▸ **EXERCISE DESCRIPTION**
Reproduce the data below word for word, from its first line through the line that contains "pixel 710 732", with both ends included.

▸ **MATERIAL PROVIDED**
---*---
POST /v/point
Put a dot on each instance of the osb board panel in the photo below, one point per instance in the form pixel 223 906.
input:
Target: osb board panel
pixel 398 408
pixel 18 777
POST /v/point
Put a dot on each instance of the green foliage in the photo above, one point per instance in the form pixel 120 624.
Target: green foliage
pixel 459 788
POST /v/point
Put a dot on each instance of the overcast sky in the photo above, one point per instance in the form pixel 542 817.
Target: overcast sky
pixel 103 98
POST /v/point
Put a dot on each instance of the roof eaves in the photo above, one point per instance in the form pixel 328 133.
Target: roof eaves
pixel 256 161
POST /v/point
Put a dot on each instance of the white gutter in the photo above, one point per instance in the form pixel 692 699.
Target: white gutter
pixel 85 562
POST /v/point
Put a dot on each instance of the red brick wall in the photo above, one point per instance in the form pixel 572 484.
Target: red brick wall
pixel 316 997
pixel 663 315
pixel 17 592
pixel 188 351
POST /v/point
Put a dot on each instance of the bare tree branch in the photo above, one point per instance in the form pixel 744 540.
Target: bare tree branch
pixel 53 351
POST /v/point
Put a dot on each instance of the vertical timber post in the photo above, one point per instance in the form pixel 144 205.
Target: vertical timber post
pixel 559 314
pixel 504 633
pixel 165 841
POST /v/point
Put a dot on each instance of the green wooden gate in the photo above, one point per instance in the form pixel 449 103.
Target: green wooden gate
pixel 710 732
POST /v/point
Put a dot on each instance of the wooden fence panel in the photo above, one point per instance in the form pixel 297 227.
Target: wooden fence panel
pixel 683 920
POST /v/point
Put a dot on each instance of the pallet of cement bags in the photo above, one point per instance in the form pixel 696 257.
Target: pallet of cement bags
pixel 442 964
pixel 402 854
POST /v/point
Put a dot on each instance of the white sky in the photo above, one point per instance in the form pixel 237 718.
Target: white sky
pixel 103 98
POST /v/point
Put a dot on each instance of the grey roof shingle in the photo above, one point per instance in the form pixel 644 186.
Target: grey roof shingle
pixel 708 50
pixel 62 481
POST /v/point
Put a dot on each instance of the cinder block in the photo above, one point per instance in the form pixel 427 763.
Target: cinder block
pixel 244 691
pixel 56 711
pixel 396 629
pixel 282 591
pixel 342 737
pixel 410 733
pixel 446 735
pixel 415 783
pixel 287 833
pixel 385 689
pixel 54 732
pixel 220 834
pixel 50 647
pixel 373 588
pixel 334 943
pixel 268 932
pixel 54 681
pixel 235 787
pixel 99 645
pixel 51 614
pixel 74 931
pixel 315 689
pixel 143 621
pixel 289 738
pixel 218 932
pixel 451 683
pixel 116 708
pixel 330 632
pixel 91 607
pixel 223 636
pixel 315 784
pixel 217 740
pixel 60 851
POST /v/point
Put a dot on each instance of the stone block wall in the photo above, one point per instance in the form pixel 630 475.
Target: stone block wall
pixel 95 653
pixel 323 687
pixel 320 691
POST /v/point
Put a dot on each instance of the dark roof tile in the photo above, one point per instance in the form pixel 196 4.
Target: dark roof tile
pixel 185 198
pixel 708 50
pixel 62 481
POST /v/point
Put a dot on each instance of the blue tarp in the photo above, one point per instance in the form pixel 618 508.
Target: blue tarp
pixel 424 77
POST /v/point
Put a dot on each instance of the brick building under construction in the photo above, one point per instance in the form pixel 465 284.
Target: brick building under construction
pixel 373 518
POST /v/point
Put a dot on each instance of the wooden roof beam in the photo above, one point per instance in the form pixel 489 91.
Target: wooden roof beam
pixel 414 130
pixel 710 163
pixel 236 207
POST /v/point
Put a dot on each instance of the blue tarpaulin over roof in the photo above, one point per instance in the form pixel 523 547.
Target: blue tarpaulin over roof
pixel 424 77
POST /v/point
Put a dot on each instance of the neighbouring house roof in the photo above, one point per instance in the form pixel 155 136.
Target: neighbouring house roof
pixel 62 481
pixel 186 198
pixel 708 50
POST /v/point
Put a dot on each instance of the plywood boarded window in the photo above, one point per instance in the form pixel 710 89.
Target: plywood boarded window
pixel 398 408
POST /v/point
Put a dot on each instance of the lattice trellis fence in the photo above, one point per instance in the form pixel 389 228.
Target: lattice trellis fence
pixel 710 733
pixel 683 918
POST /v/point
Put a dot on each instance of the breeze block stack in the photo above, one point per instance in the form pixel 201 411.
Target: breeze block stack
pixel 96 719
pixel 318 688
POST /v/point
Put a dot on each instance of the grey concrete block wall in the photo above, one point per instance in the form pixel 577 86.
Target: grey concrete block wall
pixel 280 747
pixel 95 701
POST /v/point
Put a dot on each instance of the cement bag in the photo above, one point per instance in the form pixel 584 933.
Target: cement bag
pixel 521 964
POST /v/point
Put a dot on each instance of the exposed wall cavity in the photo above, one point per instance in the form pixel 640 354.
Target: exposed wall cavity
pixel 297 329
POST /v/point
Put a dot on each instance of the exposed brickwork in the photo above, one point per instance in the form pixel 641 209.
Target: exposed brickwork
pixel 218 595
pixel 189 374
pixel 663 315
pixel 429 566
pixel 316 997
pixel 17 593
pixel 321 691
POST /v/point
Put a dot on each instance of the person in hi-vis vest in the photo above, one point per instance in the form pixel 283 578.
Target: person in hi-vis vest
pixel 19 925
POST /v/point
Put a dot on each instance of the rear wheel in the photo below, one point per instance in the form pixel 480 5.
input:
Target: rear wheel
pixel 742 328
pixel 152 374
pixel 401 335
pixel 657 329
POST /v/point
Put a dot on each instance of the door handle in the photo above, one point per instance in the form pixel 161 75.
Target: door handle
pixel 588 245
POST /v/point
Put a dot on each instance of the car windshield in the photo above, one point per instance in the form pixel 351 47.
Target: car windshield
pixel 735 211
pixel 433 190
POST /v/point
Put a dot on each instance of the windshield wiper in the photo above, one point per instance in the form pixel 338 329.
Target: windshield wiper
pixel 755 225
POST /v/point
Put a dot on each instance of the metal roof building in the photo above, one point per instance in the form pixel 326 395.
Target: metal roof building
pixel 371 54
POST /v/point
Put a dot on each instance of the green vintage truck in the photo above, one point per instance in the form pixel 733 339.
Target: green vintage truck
---*---
▸ **CORRECT ANSWER**
POST /v/point
Put a dot on each instance of the osb board panel in the photo below, one point per instance in the form pixel 223 906.
input:
Target: osb board panel
pixel 398 408
pixel 18 777
POST /v/point
Put a dot on each instance of the green foliage in the photo above, one point per instance in the form pixel 120 624.
Target: green foliage
pixel 459 788
POST /v/point
Put a dot on each instance of the overcast sky in the photo above, one point per instance in the form pixel 542 817.
Target: overcast sky
pixel 103 98
POST /v/point
Put a dot on each instance of the roof eaves in the photo above, one point per instance in the form pixel 328 133.
Target: roof eaves
pixel 256 161
POST /v/point
Put a dot on each instance of the white gutter in the photo above, one point per instance in the form pixel 692 699.
Target: white gutter
pixel 85 562
POST /v/point
Put a dot on each instance of the red brick wall in the photo above, one point per instance in the form pixel 572 484.
Target: red brick wall
pixel 316 997
pixel 663 315
pixel 17 592
pixel 188 351
POST /v/point
Put a dot on each instance of the bare tree branch in the photo above, one point per instance in the form pixel 744 540.
Target: bare tree branch
pixel 53 351
POST /v/point
Put a dot on each instance of the vertical timber post in the photo above, one point per instance in the form pixel 144 205.
Target: vertical timber post
pixel 559 314
pixel 504 633
pixel 165 841
POST /v/point
Put a dot on each instance of the green wooden gate in the photo above, one point per instance in the form pixel 449 103.
Target: green wooden gate
pixel 710 732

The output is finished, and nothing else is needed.